_WORK REQUIRED:_ Please edit the material below by replacing "every instance" with "each instance" wherever it occurs, leaving everything else unchanged. Omit the pictures from your answer.

(Shape boundary entries)

Begin

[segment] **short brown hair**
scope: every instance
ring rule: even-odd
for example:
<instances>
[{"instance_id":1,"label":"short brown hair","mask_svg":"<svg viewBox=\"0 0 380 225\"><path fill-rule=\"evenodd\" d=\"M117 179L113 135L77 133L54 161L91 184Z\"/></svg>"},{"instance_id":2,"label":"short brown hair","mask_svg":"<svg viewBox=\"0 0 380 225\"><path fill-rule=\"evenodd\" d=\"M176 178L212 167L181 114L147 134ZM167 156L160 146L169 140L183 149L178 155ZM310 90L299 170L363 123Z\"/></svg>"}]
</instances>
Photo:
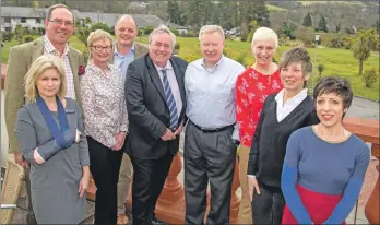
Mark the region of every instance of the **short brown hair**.
<instances>
[{"instance_id":1,"label":"short brown hair","mask_svg":"<svg viewBox=\"0 0 380 225\"><path fill-rule=\"evenodd\" d=\"M304 78L312 72L312 63L310 59L309 52L306 48L295 47L290 50L285 51L280 59L278 68L280 71L282 68L287 67L294 62L301 62L302 66L302 75ZM306 81L304 83L304 87L306 87Z\"/></svg>"},{"instance_id":2,"label":"short brown hair","mask_svg":"<svg viewBox=\"0 0 380 225\"><path fill-rule=\"evenodd\" d=\"M50 21L50 20L51 20L51 13L52 13L52 11L54 11L55 9L59 9L59 8L64 8L64 9L67 9L67 10L69 10L69 11L71 12L71 14L72 14L72 22L73 22L73 23L75 22L75 21L74 21L74 13L72 13L71 9L70 9L68 5L64 5L64 4L54 4L54 5L49 7L48 13L47 13L47 15L46 15L46 20L47 20L47 21Z\"/></svg>"},{"instance_id":3,"label":"short brown hair","mask_svg":"<svg viewBox=\"0 0 380 225\"><path fill-rule=\"evenodd\" d=\"M349 108L354 94L348 80L339 76L322 78L312 94L317 100L318 96L330 93L335 93L343 98L343 109Z\"/></svg>"}]
</instances>

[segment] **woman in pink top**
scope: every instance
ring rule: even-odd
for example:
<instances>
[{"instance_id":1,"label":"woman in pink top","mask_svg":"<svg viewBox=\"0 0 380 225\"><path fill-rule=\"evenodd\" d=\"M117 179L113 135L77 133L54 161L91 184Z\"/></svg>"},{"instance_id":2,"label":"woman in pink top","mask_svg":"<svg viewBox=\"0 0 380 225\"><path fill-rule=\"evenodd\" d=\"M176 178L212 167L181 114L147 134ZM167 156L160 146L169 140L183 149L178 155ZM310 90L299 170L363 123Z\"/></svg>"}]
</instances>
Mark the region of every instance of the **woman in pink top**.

End

_RIGHT ANSWER:_
[segment] **short brown hair**
scope: each instance
ring rule: even-odd
for example:
<instances>
[{"instance_id":1,"label":"short brown hair","mask_svg":"<svg viewBox=\"0 0 380 225\"><path fill-rule=\"evenodd\" d=\"M117 179L113 135L77 133L54 161L91 184Z\"/></svg>"},{"instance_id":2,"label":"short brown hair","mask_svg":"<svg viewBox=\"0 0 380 225\"><path fill-rule=\"evenodd\" d=\"M176 178L212 167L181 114L147 134ZM167 156L160 146L169 140L183 149L178 155ZM310 90L299 170L363 123Z\"/></svg>"}]
</instances>
Photo:
Mark the region of each instance of the **short brown hair**.
<instances>
[{"instance_id":1,"label":"short brown hair","mask_svg":"<svg viewBox=\"0 0 380 225\"><path fill-rule=\"evenodd\" d=\"M304 78L312 72L312 63L310 59L309 52L306 48L295 47L290 50L285 51L280 59L278 68L280 71L282 68L287 67L294 62L301 62L302 66L302 75ZM306 81L304 83L304 87L306 87Z\"/></svg>"},{"instance_id":2,"label":"short brown hair","mask_svg":"<svg viewBox=\"0 0 380 225\"><path fill-rule=\"evenodd\" d=\"M50 21L50 20L51 20L51 13L52 13L52 11L54 11L55 9L59 9L59 8L64 8L64 9L67 9L67 10L69 10L69 11L71 12L71 14L72 14L72 22L73 22L73 23L75 22L75 21L74 21L74 13L72 13L71 9L70 9L68 5L64 5L64 4L54 4L54 5L49 7L48 13L47 13L47 15L46 15L46 20L47 20L47 21Z\"/></svg>"},{"instance_id":3,"label":"short brown hair","mask_svg":"<svg viewBox=\"0 0 380 225\"><path fill-rule=\"evenodd\" d=\"M349 108L354 94L348 80L339 76L322 78L312 94L317 100L318 96L330 93L335 93L343 98L343 109Z\"/></svg>"}]
</instances>

[segment] **woman in pink top**
scope: each instance
ring rule: even-odd
for example:
<instances>
[{"instance_id":1,"label":"woman in pink top","mask_svg":"<svg viewBox=\"0 0 380 225\"><path fill-rule=\"evenodd\" d=\"M117 179L113 135L77 133L54 161L91 184Z\"/></svg>"},{"instance_id":2,"label":"woman in pink top","mask_svg":"<svg viewBox=\"0 0 380 225\"><path fill-rule=\"evenodd\" d=\"M176 178L212 167L181 114L147 134ZM167 156L160 146L169 140L183 149L178 155ZM310 90L299 170L363 123Z\"/></svg>"}]
</instances>
Mark the region of each instance of the **woman in pink top**.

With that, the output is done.